╔══

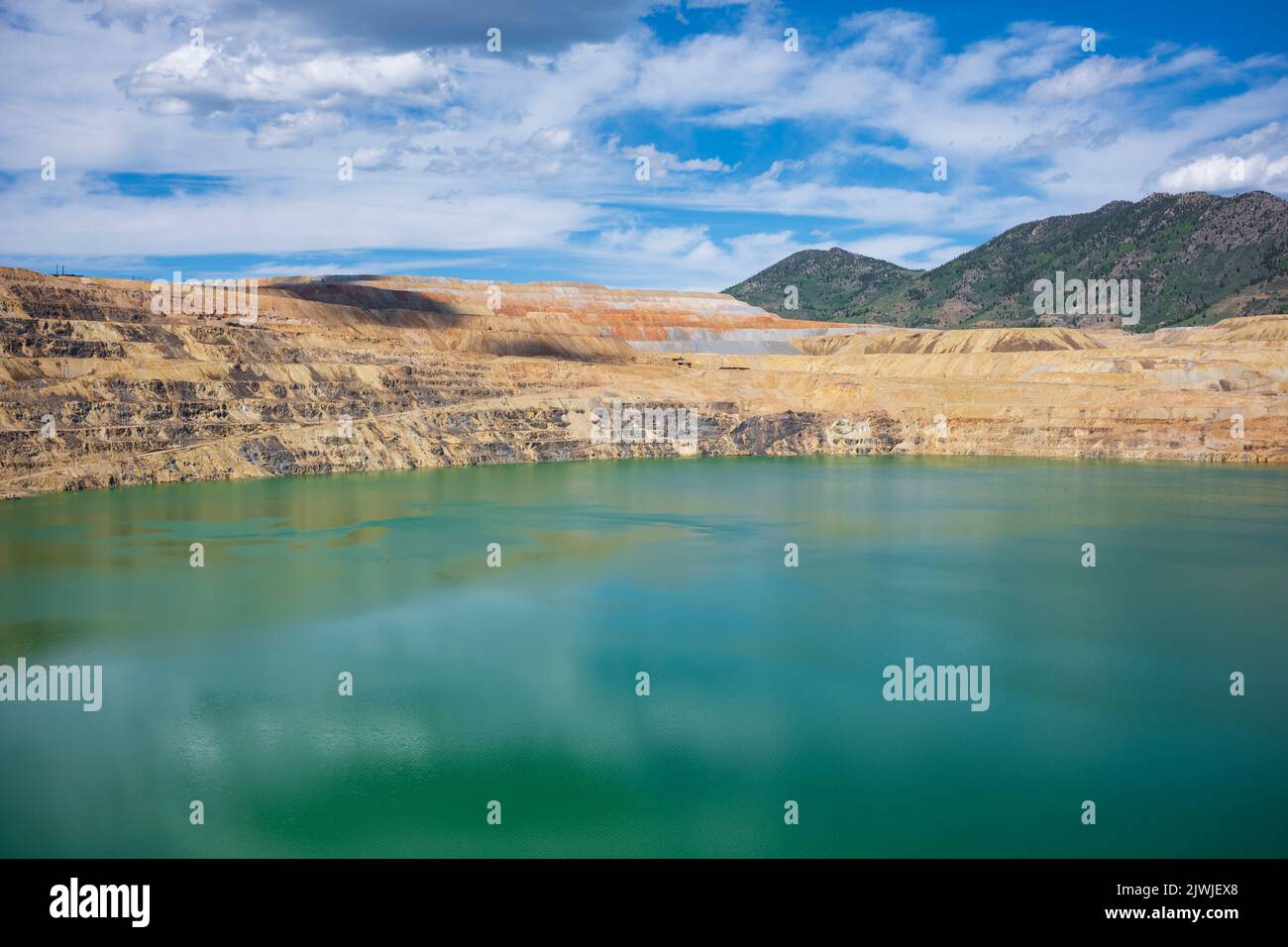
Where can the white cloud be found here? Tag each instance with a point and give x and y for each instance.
(295, 129)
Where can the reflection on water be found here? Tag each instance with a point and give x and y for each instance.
(518, 684)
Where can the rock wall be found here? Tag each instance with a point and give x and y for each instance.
(390, 372)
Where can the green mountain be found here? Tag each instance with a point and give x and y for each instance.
(827, 282)
(1199, 258)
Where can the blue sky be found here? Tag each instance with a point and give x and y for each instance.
(219, 154)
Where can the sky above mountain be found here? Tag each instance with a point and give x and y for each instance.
(214, 136)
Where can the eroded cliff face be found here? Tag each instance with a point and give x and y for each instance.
(391, 372)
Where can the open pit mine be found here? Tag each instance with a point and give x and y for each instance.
(334, 373)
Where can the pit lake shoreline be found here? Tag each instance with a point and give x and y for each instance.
(475, 684)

╚══

# INSTRUCTIONS FOR THE TASK:
Beginning at the line with "Where can the pit", write out each line exactly as it stands until the listing ends, and add nothing.

# SOLUTION FOR THIS TASK:
Where can the pit lake shoreline be found here? Tag each instance with a point and give x and y for each instance.
(475, 684)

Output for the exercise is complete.